▸ Pointing dataset records:
## start
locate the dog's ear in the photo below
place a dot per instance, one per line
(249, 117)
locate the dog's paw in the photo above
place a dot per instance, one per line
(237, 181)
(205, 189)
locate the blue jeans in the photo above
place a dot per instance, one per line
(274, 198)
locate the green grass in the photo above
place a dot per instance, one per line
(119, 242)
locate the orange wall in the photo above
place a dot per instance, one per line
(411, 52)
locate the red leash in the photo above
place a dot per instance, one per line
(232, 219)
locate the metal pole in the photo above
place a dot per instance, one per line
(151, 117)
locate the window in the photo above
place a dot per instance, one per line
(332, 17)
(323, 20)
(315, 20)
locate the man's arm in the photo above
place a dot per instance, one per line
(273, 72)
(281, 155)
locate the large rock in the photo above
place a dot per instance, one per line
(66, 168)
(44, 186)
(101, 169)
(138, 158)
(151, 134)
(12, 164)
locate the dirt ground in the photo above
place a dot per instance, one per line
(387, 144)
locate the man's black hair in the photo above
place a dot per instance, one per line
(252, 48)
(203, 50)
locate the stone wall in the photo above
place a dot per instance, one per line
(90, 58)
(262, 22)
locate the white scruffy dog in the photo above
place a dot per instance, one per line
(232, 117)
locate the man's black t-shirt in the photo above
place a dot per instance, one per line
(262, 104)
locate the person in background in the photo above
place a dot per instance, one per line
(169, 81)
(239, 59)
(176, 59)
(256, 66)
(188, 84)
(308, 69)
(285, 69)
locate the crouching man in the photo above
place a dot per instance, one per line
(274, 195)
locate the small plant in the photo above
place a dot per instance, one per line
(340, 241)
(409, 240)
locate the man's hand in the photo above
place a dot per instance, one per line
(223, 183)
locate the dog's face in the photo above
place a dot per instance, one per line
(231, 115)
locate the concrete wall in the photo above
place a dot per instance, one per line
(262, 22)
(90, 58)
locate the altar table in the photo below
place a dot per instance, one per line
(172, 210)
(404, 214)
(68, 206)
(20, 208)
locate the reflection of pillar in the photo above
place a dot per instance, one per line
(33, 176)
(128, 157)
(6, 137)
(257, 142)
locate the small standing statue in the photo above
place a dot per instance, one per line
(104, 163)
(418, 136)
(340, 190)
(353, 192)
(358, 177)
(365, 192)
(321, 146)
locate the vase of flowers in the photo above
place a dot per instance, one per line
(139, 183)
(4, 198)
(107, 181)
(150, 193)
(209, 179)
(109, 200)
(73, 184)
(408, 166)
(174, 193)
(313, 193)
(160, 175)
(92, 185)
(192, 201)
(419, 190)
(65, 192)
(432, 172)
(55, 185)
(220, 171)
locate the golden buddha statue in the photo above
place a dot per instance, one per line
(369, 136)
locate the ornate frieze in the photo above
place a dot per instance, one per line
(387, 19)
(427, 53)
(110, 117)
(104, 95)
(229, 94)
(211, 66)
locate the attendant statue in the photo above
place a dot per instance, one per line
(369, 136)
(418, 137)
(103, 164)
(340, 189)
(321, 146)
## end
Write out the data above again, replacing "dot" with "marker" everywhere and leaving everything else unchanged.

locate the dog's ear in the photo below
place a marker per instance, one per line
(249, 117)
locate the dog's paw in the photo above
place a marker per instance, one per line
(237, 181)
(205, 189)
locate the blue jeans in the photo above
place a marker per instance, one per line
(274, 198)
locate the green grass in the photo above
place a marker per instance, one per line
(119, 242)
locate the orange wall in the photo above
place a marker per instance, one per line
(411, 52)
locate the red leash in the photo above
place a marker per instance, one per line
(232, 219)
locate the metal pole in the photo above
place a marker per instance, one per line
(151, 117)
locate the window in the photo above
place a marker per instance, one per line
(332, 17)
(323, 20)
(315, 20)
locate the man's arm in the photo above
place a marker per instance, one per line
(273, 72)
(281, 155)
locate the large rock in the photo above
place a marker per instance, one per line
(66, 168)
(44, 186)
(101, 169)
(138, 158)
(151, 134)
(12, 164)
locate the dirt ground in the photo above
place a marker per instance, one per line
(387, 144)
locate the man's black hair in the photo above
place a marker per instance, one per line
(252, 48)
(203, 50)
locate the stone wall in the photo above
place a marker per instance, one per line
(90, 58)
(262, 22)
locate the white scruffy dog in the photo above
place a marker per instance, one per line
(232, 117)
locate the man's black t-shirt in the photo above
place a marker per instance, one per line
(262, 104)
locate the person in background in the photo above
place a marker per instance, one per line
(169, 81)
(239, 59)
(176, 59)
(256, 66)
(188, 84)
(308, 69)
(285, 69)
locate the crouching man in the photo above
place a marker per instance, one per line
(274, 195)
locate the small plant in the photo above
place a marker per instance, one per line
(340, 241)
(409, 240)
locate the man's hand in the photo above
place a marker per instance, one per line
(223, 183)
locate the dog's face in the photo above
place a marker per instance, one per line
(231, 115)
locate the concrete wall in the photo above
place a marker per instance, one per line
(262, 22)
(90, 58)
locate the altar table in the photo below
place a marker per instance, one per line
(172, 210)
(404, 214)
(68, 206)
(20, 208)
locate the reflection of pillar in the photo above
place a marker per instance, one per line
(33, 176)
(128, 157)
(6, 137)
(257, 142)
locate the small standing statue in the photo above
place a marker per instance, one per line
(104, 163)
(418, 136)
(340, 190)
(353, 192)
(358, 177)
(365, 192)
(321, 146)
locate the vase of flowers in the photo above
place a marker per instance, one per line
(139, 183)
(4, 198)
(107, 181)
(150, 193)
(209, 179)
(109, 200)
(73, 184)
(408, 166)
(174, 193)
(313, 193)
(160, 175)
(92, 185)
(192, 201)
(419, 190)
(65, 192)
(432, 172)
(55, 185)
(220, 171)
locate the golden buddha statue in the photo above
place a marker per instance, one per line
(369, 136)
locate the ornate frieze in the photo above
place a marker per instance, one per line
(387, 19)
(427, 53)
(110, 117)
(104, 95)
(229, 94)
(211, 66)
locate the attendant statue in the photo above
place a marker per instance, one per line
(369, 136)
(418, 137)
(103, 164)
(340, 189)
(321, 146)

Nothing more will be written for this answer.